Set task
Select every line of the records below that contains the string "cabin", and copy each of those lines in full.

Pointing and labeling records
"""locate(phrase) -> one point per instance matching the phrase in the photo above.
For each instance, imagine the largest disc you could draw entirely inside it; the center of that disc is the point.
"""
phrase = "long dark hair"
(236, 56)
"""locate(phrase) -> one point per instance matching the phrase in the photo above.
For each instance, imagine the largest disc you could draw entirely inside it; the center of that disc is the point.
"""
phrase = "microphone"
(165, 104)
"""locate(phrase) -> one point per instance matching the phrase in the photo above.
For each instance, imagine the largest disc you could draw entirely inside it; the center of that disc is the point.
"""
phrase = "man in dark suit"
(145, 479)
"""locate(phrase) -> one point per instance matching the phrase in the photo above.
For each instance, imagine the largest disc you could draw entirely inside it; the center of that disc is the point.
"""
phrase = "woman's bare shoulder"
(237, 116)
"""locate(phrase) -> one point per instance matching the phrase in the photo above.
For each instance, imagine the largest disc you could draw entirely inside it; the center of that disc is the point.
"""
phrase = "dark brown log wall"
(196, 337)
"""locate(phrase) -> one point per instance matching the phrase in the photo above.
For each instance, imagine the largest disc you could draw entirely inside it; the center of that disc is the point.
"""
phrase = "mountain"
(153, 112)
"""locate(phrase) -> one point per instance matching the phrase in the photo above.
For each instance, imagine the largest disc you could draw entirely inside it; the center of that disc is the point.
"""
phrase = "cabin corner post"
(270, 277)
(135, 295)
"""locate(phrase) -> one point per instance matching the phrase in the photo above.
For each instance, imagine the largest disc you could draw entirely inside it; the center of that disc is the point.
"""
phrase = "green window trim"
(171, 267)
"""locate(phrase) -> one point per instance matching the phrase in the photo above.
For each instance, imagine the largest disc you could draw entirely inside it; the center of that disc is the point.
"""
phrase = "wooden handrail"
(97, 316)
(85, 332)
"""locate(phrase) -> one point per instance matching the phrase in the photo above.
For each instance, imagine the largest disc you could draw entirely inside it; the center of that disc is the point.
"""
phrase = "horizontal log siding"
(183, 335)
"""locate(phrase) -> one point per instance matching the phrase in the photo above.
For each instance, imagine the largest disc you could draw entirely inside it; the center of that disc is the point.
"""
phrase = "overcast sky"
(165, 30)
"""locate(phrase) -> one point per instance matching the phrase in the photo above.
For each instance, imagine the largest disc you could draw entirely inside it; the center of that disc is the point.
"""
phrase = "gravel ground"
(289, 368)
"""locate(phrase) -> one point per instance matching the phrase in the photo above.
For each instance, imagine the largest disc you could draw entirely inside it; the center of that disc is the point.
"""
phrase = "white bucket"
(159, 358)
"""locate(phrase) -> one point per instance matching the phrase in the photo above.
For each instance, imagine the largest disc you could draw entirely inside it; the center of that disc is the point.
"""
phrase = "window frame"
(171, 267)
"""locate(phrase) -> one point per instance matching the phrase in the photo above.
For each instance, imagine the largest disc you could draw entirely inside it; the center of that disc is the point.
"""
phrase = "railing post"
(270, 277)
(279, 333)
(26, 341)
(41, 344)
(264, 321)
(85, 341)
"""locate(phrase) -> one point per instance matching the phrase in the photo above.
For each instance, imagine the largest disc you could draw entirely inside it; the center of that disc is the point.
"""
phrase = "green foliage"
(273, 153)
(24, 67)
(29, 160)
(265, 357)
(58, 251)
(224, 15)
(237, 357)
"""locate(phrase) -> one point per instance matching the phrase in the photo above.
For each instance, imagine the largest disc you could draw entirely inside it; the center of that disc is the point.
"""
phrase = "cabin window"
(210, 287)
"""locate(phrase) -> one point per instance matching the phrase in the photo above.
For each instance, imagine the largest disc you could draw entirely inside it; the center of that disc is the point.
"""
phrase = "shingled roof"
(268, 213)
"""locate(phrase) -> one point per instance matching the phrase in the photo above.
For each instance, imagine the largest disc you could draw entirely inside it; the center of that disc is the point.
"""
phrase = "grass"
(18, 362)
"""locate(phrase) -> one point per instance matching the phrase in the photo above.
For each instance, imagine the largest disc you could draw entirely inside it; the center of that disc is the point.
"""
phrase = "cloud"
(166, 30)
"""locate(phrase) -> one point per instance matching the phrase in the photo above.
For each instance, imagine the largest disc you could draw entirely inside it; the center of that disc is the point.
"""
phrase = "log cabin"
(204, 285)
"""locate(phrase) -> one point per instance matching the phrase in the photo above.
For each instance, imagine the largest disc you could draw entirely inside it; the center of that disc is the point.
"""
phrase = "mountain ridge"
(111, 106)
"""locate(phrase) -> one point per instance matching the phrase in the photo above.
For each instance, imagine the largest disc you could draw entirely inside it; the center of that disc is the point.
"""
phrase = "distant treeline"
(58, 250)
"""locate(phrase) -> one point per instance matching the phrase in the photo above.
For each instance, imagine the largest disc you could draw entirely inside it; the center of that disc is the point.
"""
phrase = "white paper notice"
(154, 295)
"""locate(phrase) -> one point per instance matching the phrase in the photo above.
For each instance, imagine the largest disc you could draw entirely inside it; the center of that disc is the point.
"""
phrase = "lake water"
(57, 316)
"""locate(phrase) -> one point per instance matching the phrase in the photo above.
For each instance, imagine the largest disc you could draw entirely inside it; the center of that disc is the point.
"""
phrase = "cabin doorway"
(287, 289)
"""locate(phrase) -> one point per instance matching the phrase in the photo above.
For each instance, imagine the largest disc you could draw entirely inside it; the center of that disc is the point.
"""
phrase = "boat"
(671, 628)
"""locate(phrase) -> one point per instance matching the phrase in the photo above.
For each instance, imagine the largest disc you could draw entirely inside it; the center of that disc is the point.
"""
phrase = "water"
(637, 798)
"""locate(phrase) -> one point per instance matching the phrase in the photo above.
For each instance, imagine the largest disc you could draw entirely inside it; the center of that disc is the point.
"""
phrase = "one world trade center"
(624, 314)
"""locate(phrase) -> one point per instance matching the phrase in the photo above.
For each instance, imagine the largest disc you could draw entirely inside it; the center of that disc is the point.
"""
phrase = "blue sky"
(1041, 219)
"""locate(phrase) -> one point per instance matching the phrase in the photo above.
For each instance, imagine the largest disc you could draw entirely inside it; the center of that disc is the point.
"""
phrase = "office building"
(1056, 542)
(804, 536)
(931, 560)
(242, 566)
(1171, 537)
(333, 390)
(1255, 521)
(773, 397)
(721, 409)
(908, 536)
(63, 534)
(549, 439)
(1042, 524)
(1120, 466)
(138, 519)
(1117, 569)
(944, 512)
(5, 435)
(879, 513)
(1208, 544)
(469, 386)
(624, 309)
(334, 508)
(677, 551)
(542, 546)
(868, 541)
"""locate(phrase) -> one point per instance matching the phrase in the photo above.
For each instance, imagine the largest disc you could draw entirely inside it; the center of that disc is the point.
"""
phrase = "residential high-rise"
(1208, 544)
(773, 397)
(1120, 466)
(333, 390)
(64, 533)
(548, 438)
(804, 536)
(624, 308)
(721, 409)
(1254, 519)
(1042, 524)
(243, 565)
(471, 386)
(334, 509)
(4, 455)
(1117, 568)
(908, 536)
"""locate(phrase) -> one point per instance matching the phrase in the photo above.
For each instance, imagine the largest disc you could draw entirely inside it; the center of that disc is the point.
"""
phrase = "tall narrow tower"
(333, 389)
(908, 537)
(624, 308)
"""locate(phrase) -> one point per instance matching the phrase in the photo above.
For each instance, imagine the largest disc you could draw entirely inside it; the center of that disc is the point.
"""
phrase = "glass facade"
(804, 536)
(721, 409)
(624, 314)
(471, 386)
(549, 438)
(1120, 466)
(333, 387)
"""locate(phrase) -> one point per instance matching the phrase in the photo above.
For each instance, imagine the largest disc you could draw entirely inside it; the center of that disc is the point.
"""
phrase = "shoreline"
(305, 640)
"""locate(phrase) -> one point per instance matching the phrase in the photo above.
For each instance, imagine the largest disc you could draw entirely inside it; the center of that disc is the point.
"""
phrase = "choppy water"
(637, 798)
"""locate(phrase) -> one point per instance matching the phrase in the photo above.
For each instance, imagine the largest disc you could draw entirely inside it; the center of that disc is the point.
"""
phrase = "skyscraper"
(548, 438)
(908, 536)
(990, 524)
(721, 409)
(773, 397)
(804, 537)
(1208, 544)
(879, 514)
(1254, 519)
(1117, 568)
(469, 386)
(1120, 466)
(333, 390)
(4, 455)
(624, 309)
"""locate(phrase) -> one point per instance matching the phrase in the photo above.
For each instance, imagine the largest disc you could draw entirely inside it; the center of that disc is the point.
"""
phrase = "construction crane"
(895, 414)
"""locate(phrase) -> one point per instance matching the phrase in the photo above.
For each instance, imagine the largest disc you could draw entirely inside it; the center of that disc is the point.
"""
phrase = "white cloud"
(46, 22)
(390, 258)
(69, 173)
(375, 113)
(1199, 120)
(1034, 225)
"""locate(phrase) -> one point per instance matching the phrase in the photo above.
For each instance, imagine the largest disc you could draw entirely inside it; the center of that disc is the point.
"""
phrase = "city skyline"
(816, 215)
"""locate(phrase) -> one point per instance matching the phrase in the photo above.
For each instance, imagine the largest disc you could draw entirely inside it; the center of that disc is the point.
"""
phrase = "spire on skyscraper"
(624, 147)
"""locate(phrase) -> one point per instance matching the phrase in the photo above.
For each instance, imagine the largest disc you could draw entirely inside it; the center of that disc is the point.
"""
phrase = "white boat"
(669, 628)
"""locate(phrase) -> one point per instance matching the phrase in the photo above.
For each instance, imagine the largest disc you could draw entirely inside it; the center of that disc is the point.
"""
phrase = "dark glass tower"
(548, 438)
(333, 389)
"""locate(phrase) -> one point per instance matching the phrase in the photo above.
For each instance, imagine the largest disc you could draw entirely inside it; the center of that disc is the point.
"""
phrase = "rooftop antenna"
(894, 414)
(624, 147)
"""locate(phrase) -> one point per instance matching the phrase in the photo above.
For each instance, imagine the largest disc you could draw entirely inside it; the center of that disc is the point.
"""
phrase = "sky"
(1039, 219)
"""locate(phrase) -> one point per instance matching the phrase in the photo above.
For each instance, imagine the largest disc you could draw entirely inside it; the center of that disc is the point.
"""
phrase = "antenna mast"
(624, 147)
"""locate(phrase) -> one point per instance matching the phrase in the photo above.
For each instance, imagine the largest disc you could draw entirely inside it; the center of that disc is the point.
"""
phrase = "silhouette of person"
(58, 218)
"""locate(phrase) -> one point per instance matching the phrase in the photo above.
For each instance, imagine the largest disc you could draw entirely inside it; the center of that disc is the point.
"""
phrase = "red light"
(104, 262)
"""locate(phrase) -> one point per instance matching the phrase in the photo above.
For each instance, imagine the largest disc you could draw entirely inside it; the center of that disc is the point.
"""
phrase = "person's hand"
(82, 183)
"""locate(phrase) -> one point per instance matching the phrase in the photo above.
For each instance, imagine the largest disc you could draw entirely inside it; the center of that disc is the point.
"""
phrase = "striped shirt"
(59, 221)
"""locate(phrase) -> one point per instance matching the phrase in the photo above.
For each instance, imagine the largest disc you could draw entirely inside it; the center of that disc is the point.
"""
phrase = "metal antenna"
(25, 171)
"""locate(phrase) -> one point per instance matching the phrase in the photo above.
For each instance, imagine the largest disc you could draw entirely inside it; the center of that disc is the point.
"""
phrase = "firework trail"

Response to the task
phrase = "cabin corner post"
phrase = "cabin window"
phrase = "log cabin"
phrase = "cabin doorway"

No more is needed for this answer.